• [Required tasks]
a – Output the stretch of the blog excerpt from "So a fair amount" through "in New York?)".
b – In the blog excerpt, what does the C-lister carry into the condos across the street?
c – Resume the blog excerpt about the restaurant and its celebrity customers, starting after its final sentence.

• [Source extract]

*****

Back to the coffee. So, obviously, all fifteen people who currently live in my immediate vicinity get their coffee at Marlow. One morning there were film crews all over the place outside, so I wasn't terribly shocked when a C-lister took the place behind me in the coffee line. I was a little suprised, though, when I saw him again the next day. And the next day, when he carried his iced coffee with soy milk and designer dog into the condos across the street. Say hello to my new neighbor!

UPDATE: EEEEEeeeeeeeeeeeeeeee! I read about a restaurant called Pies-N-Thighs when it opened up whenever-ago. I thought to myself, I would like to go there, and then I thought that I would never bother to go find it in the hinterlands. I just discovered that it's, like, practically in my house. And check out that winning endorsement for their pulled pork. I can't even begin to describe my love for pulled pork. Can't wait to reconnect with my Fat Jeans.

Thursday, August 10, 2006

like a moth to a flame

So a fair amount of celebrities representing all letters of the alphabet come to my restaurant. I usually don't write about them because they don't usually do anything terribly interesting, and also I am a New Yorker and therefore way too cool to care about such things (did you know Lucy Liu is only, like, 4'8"? and Jacquetta Wheeler smokes 56 cigarettes per hour? and David Lee Roth thinks we have the best espresso in New York?)

*****

[Point localization data]
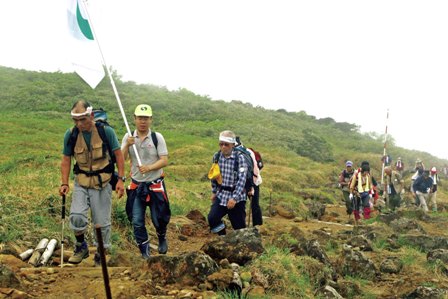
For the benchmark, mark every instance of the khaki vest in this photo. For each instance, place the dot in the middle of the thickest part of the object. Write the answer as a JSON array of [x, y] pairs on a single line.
[[91, 160], [363, 186]]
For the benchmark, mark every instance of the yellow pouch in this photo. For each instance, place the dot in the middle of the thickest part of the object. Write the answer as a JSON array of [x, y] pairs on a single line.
[[215, 173]]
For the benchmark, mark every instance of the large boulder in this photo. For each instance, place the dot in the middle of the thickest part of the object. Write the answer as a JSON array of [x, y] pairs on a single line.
[[239, 246], [189, 268]]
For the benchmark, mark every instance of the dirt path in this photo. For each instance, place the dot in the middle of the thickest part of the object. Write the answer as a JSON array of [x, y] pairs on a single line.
[[128, 273]]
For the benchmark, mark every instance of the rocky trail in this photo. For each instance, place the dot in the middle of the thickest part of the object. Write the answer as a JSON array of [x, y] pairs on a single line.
[[186, 272]]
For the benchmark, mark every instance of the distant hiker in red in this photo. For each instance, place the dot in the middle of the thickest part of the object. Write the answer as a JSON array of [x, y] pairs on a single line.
[[344, 184], [387, 160], [422, 188], [433, 194], [394, 188], [399, 166], [361, 190]]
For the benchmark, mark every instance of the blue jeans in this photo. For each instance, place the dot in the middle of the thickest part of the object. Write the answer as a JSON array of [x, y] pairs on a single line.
[[237, 215], [159, 208]]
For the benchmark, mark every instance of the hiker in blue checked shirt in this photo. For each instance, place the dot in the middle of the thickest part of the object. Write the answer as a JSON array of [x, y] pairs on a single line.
[[230, 197]]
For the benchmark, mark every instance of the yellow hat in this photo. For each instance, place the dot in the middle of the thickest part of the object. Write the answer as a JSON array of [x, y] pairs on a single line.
[[143, 110], [215, 173]]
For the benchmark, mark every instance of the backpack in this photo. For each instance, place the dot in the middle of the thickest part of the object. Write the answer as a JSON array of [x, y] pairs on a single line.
[[240, 150], [100, 118], [258, 158], [101, 121]]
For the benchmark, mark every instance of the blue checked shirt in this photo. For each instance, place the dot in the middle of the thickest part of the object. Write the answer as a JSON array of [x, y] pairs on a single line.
[[230, 178]]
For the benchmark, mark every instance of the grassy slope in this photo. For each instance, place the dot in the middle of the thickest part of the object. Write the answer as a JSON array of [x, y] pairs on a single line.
[[35, 115]]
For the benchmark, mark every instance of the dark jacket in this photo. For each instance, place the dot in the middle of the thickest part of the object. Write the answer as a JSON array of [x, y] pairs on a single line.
[[423, 183]]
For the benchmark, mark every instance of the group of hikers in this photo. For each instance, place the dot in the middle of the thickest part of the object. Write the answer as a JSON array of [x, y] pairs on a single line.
[[361, 191], [95, 148]]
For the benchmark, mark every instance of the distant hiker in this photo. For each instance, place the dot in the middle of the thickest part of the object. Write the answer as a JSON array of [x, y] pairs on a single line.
[[418, 165], [433, 195], [93, 171], [361, 190], [257, 218], [422, 188], [394, 188], [147, 187], [344, 184], [399, 166], [229, 197], [387, 160]]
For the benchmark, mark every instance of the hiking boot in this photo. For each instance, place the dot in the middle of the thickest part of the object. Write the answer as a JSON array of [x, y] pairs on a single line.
[[163, 245], [81, 252], [144, 249], [97, 259]]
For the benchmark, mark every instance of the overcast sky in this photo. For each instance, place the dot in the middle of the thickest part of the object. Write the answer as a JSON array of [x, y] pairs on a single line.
[[348, 60]]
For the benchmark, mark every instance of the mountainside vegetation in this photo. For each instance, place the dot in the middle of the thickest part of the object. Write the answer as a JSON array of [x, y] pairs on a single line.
[[303, 155]]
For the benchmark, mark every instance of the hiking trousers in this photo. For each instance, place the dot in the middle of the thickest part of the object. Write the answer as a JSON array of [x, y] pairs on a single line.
[[394, 201], [433, 201], [348, 202], [257, 217], [423, 198], [160, 212], [237, 216], [100, 204]]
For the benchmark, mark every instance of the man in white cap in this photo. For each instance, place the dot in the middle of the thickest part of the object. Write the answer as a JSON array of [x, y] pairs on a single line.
[[433, 195], [228, 198], [147, 187], [93, 172], [344, 181]]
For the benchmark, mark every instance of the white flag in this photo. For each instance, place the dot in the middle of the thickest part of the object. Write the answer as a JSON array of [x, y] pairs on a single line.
[[85, 53]]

*****

• [Answers per task]
a –
So a fair amount of celebrities representing all letters of the alphabet come to my restaurant. I usually don't write about them because they don't usually do anything terribly interesting, and also I am a New Yorker and therefore way too cool to care about such things (did you know Lucy Liu is only, like, 4'8"? and Jacquetta Wheeler smokes 56 cigarettes per hour? and David Lee Roth thinks we have the best espresso in New York?)

b – His iced coffee with soy milk and a designer dog.

c –
Anyway, I'm used to seeing people I see on TV in real life, but I had a new experience the other day. I'd just finished my marathon Project Runway catchup with Ellen, culminating in the doggie epidsode. The next day as I approached the restaurant, whom should I see in the window but Angela! It took me a while to process who she was, because I think she looks a lot like (a less hot version of) that chick from Crossing Jordan, and also because the show's still going on. I'd always liked to imagine that reality show contestants were kept on some secret island, witness protection program style, until the final episodes had aired.

I tried my darnedest not to stare too much, but her baggy plaid patchwork clownpants proved a force to great for my eyeballs to resist. Some of you will be pleased to know that she was not sporting any of her "signature rosettes," though I did not get a good enough look at her nether regions (thank heavens) to confirm the absence or presence of her other signature, the intentional butt panel that conveys that sexy just-peed-my-pants look (scroll a li'l).

My GOD I love television.

Sunday, August 06, 2006

damn, you-know-who!

Diapers, poo, ball gags--all run of the mill fetishes compared to 37-year-old Martin's. Behold, the sender of the creepiest Myspace friend request I have ever received. Confused? Check out the FAQ.

Tuesday, August 01, 2006

signs

I really have no idea why I moved. I had a nice apartment in a cool neighborhood with good roommates and a ten-minute walk to work. Now I live in a dark basement with crazy roommates (more on them to come, I am sure) and a ten-minute walk to the subway that will take me to work. But I think I made the correct decision.

Yesterday morning, before the big move, I received a text from Ellen informing me that the alcoholic homeless man who lives on my stoop was passed out, his pants and the ground smeared with his own feces, with twenty-some flies dining on his poopy ass. "Congratulations on your move to Brooklyn," she said. If that's not a sign from God, I don't know what is.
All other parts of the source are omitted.